--- start of TEXT SHOWN ---

Congestion Is a Problem, Not a Solution

Phoenix has seen the least increase in congestion of any major urban area in America. According to the data set accompanying the Texas Transportation Institute’s recently released 2019 Urban Mobility Report, the average commuter in Phoenix suffered from 80 hours of delay in 2017, up 26 hours from 1982. That compares with an 82-hour growth in delay per commuter in the San Francisco and Washington urban areas and an average 53-hour increase in delay for the nation’s top 50 urban areas.[*]

Click image to download a four-page PDF of this policy brief.

Phoenix’s relatively small increase in traffic congestion is largely due to the massive increase in freeways in the region. According to an earlier edition of the urban mobility report, Phoenix had 210 lane-miles of freeways in 1982, growing to 2,015 by 2017. Part of this increase was due to an expansion of the urban area, leading to the addition of freeways that already existed but were previously outside the urban area. But the region has little more than doubled in land area since 1982 while the freeway lane-miles increased by nearly ten times. No other region has seen such a large increase in freeway lane-miles.

Adding hundreds of freeway lane-miles helped Phoenix, Dallas-Ft. Worth, and Kansas City have much smaller increases in congestion than regions that focused instead on transit.

--- end of TEXT SHOWN ---
--- start of DATASET CONTENT ---

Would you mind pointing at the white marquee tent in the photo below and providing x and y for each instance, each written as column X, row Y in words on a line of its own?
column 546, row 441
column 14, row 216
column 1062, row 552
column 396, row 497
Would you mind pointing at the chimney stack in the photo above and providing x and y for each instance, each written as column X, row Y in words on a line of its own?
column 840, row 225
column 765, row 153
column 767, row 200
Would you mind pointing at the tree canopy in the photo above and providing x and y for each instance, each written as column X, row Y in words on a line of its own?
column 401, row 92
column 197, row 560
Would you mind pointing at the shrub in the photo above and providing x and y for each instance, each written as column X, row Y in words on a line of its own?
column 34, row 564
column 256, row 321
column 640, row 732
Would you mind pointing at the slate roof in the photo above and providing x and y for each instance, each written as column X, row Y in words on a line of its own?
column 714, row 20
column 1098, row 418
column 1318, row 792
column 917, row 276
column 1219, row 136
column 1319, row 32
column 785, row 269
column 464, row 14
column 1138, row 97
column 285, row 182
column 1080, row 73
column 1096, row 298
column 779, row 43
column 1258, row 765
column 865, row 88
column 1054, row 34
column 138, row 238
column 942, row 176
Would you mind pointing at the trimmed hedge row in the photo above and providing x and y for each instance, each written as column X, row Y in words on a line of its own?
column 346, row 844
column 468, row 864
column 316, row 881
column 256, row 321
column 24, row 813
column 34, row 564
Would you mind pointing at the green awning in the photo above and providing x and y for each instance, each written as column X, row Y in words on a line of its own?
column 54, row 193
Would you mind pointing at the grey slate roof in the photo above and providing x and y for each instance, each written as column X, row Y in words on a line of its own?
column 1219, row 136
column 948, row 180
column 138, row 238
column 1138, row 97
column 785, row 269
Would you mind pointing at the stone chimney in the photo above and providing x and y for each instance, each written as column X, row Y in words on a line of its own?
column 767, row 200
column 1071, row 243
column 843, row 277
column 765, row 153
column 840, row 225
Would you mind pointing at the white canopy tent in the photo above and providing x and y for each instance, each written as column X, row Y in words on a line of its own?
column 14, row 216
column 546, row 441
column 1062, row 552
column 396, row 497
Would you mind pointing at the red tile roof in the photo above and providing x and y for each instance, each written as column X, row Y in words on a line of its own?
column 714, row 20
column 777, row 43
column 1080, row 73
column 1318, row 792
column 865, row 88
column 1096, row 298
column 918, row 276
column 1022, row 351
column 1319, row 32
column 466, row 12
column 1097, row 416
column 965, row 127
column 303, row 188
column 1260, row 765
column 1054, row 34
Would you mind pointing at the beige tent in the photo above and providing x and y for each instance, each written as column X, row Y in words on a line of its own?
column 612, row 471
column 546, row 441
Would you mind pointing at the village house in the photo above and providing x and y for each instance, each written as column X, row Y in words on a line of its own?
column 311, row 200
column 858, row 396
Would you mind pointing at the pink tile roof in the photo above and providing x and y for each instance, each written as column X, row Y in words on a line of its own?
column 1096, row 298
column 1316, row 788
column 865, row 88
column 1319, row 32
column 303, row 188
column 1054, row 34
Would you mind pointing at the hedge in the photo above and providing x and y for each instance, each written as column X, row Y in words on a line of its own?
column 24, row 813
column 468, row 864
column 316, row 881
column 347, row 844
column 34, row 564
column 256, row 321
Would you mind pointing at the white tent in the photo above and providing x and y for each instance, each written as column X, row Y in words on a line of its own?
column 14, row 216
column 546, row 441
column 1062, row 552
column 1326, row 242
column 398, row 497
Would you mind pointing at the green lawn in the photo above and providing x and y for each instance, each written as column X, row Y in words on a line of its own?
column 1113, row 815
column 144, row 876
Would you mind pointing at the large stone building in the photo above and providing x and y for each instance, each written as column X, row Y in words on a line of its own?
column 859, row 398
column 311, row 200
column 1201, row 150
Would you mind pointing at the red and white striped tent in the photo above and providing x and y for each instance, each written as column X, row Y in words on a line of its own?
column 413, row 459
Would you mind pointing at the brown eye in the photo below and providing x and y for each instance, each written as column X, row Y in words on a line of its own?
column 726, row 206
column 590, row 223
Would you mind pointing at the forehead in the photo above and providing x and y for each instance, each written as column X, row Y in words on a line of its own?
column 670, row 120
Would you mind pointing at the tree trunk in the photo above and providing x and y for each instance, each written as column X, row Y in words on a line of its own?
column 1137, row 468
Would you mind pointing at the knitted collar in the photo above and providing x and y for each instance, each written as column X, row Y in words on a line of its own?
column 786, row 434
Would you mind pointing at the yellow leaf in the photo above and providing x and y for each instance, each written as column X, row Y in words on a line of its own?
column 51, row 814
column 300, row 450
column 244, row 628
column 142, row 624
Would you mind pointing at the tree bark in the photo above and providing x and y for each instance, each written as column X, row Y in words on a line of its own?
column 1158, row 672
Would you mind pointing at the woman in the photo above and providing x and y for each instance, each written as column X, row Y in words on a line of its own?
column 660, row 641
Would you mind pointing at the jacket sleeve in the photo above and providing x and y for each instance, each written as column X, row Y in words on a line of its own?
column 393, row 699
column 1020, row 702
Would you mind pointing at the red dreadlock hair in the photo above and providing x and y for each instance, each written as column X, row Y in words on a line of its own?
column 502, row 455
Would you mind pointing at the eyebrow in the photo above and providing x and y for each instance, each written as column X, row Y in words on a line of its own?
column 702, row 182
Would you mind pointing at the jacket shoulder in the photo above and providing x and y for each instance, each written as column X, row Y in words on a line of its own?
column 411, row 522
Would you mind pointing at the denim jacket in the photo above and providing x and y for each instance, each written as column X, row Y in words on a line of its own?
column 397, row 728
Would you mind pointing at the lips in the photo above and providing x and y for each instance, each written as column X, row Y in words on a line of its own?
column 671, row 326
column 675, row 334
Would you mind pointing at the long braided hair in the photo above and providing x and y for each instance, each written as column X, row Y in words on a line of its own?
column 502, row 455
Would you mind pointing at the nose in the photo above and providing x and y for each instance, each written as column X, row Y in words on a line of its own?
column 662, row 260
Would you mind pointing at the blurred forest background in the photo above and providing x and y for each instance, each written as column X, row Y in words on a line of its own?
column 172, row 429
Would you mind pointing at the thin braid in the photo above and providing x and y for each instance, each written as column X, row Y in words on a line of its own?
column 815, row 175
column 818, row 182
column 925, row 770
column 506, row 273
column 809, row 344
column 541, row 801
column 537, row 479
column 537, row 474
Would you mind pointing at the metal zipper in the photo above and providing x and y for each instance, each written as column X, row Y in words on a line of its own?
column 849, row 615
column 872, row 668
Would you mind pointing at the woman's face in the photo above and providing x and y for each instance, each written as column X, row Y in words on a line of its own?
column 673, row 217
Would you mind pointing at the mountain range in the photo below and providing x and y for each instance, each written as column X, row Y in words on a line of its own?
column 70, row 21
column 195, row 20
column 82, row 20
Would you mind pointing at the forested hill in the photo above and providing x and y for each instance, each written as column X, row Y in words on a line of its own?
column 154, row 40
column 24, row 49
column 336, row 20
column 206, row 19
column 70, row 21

--- end of DATASET CONTENT ---

WHAT IS ASKED:
a: Copy out everything from "Click image to" down to "in freeway lane-miles." in the congestion brief above.
b: Extend the congestion brief from its last sentence.

SET OF ANSWERS:
a:
Click image to download a four-page PDF of this policy brief.

Phoenix’s relatively small increase in traffic congestion is largely due to the massive increase in freeways in the region. According to an earlier edition of the urban mobility report, Phoenix had 210 lane-miles of freeways in 1982, growing to 2,015 by 2017. Part of this increase was due to an expansion of the urban area, leading to the addition of freeways that already existed but were previously outside the urban area. But the region has little more than doubled in land area since 1982 while the freeway lane-miles increased by nearly ten times. No other region has seen such a large increase in freeway lane-miles.

b:
Even with all this freeway construction, Phoenix hardly stands out in terms of miles of freeway either per capita or per square mile of land. The Boston, San Francisco, and Washington urban areas all have significantly more miles of freeway per person or land area. Where Phoenix stands out is in width: its freeways average 7.7 lanes wide. Only Los Angeles, at 8.8 lanes, is greater, though San Francisco is not far behind at 7.4 lanes.

Despite recent additions, Phoenix is still below average in freeway miles per capita or per square mile of land, but partly makes up for it by having more lanes than average on its freeways.

Phoenix’s experience disproves the oft-repeated claim that “you can’t build your way out of congestion.” While the region’s overall congestion did increase, that growth was mainly off the freeways, as freeway driving per lane-mile grew by only 14 percent.

The 26 hours added to the average commuter’s annual delays is the smallest of any of the fifty largest urban areas. This was followed by Detroit (32 hours), Indianapolis (33 hours), and Dallas-Ft. Worth (34 hours). Although Detroit’s population stagnated in the last 35 years, Phoenix (which grew by 180 percent), Indianapolis (87 percent), and Dallas-Ft. Worth (130 percent) all were among the fastest-growing urban areas in America.

Meanwhile, much slower-growing urban areas saw congestion get far worse. Los Angeles and the San Francisco Bay Area each grew by less than 30 percent, yet average delay grew by more than 75 hours per year. Boston had a 30 percent increase in population but a 60-hour increase in average annual delays.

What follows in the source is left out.